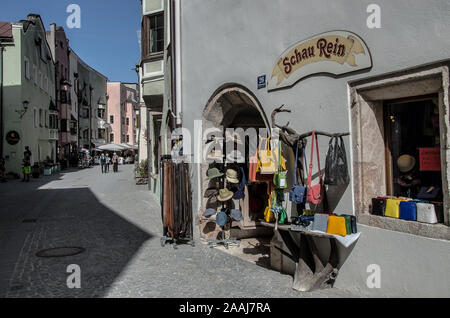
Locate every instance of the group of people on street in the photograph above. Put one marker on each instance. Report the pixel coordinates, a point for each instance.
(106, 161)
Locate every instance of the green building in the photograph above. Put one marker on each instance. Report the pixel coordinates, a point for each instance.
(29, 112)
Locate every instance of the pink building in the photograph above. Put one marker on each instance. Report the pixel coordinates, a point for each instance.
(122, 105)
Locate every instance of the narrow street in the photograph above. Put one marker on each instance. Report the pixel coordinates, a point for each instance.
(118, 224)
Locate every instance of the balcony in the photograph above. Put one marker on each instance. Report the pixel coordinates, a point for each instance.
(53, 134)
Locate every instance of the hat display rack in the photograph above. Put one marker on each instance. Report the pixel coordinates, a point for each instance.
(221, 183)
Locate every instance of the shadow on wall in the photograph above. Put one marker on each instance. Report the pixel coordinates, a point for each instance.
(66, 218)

* * *

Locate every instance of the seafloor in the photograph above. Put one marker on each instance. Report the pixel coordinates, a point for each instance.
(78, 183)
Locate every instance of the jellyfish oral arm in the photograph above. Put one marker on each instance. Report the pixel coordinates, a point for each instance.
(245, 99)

Request: Gather every line of the records that contains the string "building", matching case exactly, and copy each one unchanged.

Completed task:
Locate every instance of the green building in the photograph above. Put one marker on each instance. Report the pixel coordinates, a point for each instance.
Locate every instance of the pink building in the photograph above. Put one marker on each instance. Report the pixel coordinates, a point for each instance.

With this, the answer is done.